___ DATA FOR THE TASK
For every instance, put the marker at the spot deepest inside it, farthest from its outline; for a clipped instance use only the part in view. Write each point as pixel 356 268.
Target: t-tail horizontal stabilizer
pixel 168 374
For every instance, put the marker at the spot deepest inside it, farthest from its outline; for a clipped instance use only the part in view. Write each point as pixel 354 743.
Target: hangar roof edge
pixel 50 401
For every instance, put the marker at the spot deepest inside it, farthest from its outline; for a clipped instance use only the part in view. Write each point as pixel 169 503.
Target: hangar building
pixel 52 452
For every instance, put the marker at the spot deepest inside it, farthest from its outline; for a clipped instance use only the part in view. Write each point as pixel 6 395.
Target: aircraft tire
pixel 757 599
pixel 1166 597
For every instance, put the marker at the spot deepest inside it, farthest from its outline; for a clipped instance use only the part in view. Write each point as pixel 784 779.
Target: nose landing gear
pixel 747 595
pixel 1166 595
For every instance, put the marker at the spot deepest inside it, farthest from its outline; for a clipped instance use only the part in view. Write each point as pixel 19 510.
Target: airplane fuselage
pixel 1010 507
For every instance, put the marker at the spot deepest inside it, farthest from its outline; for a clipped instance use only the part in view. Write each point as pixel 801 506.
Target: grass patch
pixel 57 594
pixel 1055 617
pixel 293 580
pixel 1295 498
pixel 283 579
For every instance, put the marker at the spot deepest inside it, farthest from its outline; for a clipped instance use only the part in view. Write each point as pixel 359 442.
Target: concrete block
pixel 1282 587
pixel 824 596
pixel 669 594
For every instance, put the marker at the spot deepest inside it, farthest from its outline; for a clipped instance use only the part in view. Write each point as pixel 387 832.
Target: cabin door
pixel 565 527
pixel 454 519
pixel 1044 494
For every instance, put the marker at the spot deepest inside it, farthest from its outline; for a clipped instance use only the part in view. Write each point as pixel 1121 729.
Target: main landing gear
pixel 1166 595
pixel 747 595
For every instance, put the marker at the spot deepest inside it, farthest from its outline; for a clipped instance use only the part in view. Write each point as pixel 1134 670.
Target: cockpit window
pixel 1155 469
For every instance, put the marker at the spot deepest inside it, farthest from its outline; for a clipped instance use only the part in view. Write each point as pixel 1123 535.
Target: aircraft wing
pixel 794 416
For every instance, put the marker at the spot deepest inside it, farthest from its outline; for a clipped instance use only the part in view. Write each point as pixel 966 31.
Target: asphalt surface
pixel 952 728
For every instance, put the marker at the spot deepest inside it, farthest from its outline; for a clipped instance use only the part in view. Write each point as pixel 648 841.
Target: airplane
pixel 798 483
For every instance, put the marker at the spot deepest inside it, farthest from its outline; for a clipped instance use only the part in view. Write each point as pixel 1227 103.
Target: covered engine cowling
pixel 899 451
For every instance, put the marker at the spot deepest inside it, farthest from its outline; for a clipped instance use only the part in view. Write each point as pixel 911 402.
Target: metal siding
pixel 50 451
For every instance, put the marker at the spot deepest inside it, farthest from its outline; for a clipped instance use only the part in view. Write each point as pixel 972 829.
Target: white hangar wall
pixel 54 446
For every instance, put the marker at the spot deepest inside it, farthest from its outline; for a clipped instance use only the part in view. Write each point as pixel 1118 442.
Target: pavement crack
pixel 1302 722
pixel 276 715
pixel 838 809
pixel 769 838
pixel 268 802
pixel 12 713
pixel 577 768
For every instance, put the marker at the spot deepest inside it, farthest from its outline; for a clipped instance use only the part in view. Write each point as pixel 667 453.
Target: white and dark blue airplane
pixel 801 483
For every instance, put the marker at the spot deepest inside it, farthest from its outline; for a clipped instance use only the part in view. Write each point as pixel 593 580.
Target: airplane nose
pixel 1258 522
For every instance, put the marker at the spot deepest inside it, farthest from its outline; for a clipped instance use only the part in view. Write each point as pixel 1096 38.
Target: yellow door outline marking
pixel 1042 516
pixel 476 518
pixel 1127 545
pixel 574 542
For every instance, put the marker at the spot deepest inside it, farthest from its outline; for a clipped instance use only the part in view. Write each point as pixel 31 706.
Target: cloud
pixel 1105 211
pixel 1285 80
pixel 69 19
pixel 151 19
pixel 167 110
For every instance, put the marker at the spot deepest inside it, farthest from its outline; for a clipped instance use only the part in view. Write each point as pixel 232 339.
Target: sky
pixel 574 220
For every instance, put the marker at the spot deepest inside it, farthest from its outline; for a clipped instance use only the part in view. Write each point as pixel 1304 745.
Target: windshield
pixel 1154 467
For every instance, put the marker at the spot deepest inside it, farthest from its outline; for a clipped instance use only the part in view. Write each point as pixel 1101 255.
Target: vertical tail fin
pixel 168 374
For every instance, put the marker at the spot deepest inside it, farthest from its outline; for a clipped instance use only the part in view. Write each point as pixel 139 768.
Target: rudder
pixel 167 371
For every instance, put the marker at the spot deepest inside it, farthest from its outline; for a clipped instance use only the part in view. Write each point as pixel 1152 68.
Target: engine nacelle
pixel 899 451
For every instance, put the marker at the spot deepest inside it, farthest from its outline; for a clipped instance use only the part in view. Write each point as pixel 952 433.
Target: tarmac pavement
______
◆ **INSTRUCTIONS FOR THE TASK**:
Render every line of the stored data above as a JSON list of strings, one string per line, omitting blank lines.

◆ **EXERCISE ANSWER**:
[
  "For every instance, put the marker at the spot deepest inside it, farthest from its outline; for a clipped instance use only the part in view. Write each point as pixel 356 268.",
  "Target: t-tail horizontal stabilizer",
  "pixel 168 374",
  "For every instance, put the marker at the spot deepest inside it, farthest from its outline; for a clipped instance use only the part in view. Write each point as pixel 354 743.",
  "Target: hangar roof edge",
  "pixel 50 401",
  "For every instance, put the marker at the spot deepest inside it, farthest from its outline; for a clipped instance use only the part in view. Write each point as pixel 169 503.",
  "Target: hangar building",
  "pixel 52 452",
  "For every instance, put the marker at the spot deepest inside it, farthest from its outline; for a clipped instance use only the part in view. Write each point as pixel 6 395.",
  "Target: aircraft tire",
  "pixel 757 599",
  "pixel 1166 597",
  "For every instance, put the marker at the spot deepest inside it, farthest from its outline; for a clipped instance use only the part in view. Write each point as pixel 784 779.",
  "Target: nose landing gear",
  "pixel 747 595",
  "pixel 1166 595",
  "For every instance, put the marker at the spot deepest inside it, farthest from its outline; for a clipped instance use only the part in view. Write each point as pixel 19 510.",
  "Target: airplane fuselage",
  "pixel 1010 507",
  "For every instance, put the marker at the spot deepest inside it, farthest from its outline; for a clipped instance use only the part in view. Write each point as pixel 801 506.",
  "Target: grass patch",
  "pixel 57 594",
  "pixel 1055 617",
  "pixel 293 580",
  "pixel 1295 498",
  "pixel 283 579",
  "For every instance, put the marker at the spot deepest inside it, farthest from its outline; for a clipped instance use only the part in view. Write each point as pixel 359 442.",
  "Target: concrete block",
  "pixel 1282 587",
  "pixel 824 596",
  "pixel 669 594",
  "For every instance, put the marker at the spot deepest inside it, farthest from its outline; for a clipped instance use only the part in view. Write each point as pixel 387 832.",
  "Target: cabin door",
  "pixel 565 527",
  "pixel 454 519",
  "pixel 1044 494",
  "For every instance, put the marker at the spot deepest inside it, farthest from its outline; for a clipped instance use only the part in view. Write each point as pixel 1121 729.",
  "Target: main landing gear",
  "pixel 1166 595",
  "pixel 747 595",
  "For every instance, put the marker at the spot deepest inside it, farthest from its outline; for a clipped instance use only the part in view. Write each point as pixel 1134 670.",
  "Target: cockpit window",
  "pixel 1155 469",
  "For every instance, put the marker at the spot deepest inside it, farthest from its outline; for a clipped instance use only the part in view. Write each point as pixel 1123 535.",
  "Target: aircraft wing",
  "pixel 794 416",
  "For every instance, put the marker at the spot deepest inside it, farthest from its outline; for a clipped instance use only the part in view. Write each point as pixel 966 31.",
  "Target: asphalt surface",
  "pixel 952 728",
  "For every instance, put the marker at the spot deepest inside it, farthest from its outline; for a clipped instance use only the part in view. Write each point as pixel 648 841.",
  "Target: airplane",
  "pixel 798 483",
  "For every instance, put the marker at the spot deepest inside it, farthest from its outline; for a clipped instance use only the part in view. Write each point as pixel 1227 103.",
  "Target: covered engine cowling",
  "pixel 899 451",
  "For every instance, put the marker at the spot deepest inside it, farthest from its outline; for a clipped instance use only the part in view. Write each point as pixel 911 402.",
  "Target: metal siding",
  "pixel 50 451",
  "For every instance, put the marker at the spot deepest inside it, farthest from its outline; for a clipped instance use only the part in view. Write each point as pixel 972 829.",
  "Target: white hangar wall",
  "pixel 54 446",
  "For every instance, put the marker at the spot deepest inside it, farthest from its outline; for a clipped instance use only the part in view. Write each point as pixel 1118 442.",
  "Target: pavement crack",
  "pixel 1302 722",
  "pixel 276 715",
  "pixel 838 809",
  "pixel 769 838",
  "pixel 268 802",
  "pixel 12 713",
  "pixel 577 768",
  "For every instance, put the marker at the spot deepest inside it, farthest from its outline; for a clipped instance use only the part in view. Write each point as pixel 667 453.",
  "Target: white and dark blue airplane",
  "pixel 801 483",
  "For every instance, put the marker at the spot deepest inside it, farthest from its outline; for a clipped instance use only the part in view. Write each point as pixel 593 580.",
  "Target: airplane nose",
  "pixel 1258 522",
  "For every instance, put the marker at the spot deepest inside it, farthest from its outline; for a clipped instance use only the part in view. Write each point as pixel 1096 38.",
  "Target: yellow door outline marking",
  "pixel 1042 516",
  "pixel 476 518",
  "pixel 1127 545",
  "pixel 574 542",
  "For every instance, put the marker at the spot deepest inside it, farthest from its outline; for a clipped instance use only the part in view. Write each point as pixel 31 706.",
  "Target: cloud",
  "pixel 1105 211",
  "pixel 1285 80",
  "pixel 69 19",
  "pixel 151 19",
  "pixel 167 110",
  "For every instance, put the marker at the spot deepest inside it, farthest from its outline; for a clipped instance use only the part in view. Write each point as pixel 232 339.",
  "Target: sky",
  "pixel 574 220",
  "For every instance, put the marker at the spot deepest inside it, farthest from its outline; for a clipped instance use only the part in view. Write each point as pixel 1304 745.",
  "Target: windshield",
  "pixel 1154 467",
  "For every instance, put the marker at the spot deepest inside it, farthest from its outline; for a clipped instance use only the part in view. Write each point as pixel 1101 255.",
  "Target: vertical tail fin",
  "pixel 168 374",
  "For every instance, put the marker at the spot deepest inside it, farthest from its outline; for a clipped instance use only the part in view. Write each point as pixel 139 768.",
  "Target: rudder",
  "pixel 167 371",
  "For every instance, put the marker at the spot deepest inside it, farthest from its outline; for a clipped instance use only the part in view. Write each point as pixel 1152 68.",
  "Target: engine nacelle",
  "pixel 899 451",
  "For every instance, put the marker at the spot deepest inside it, farthest from its outline; for a clipped instance use only the part in view. Write each point as pixel 952 433.",
  "Target: tarmac pavement"
]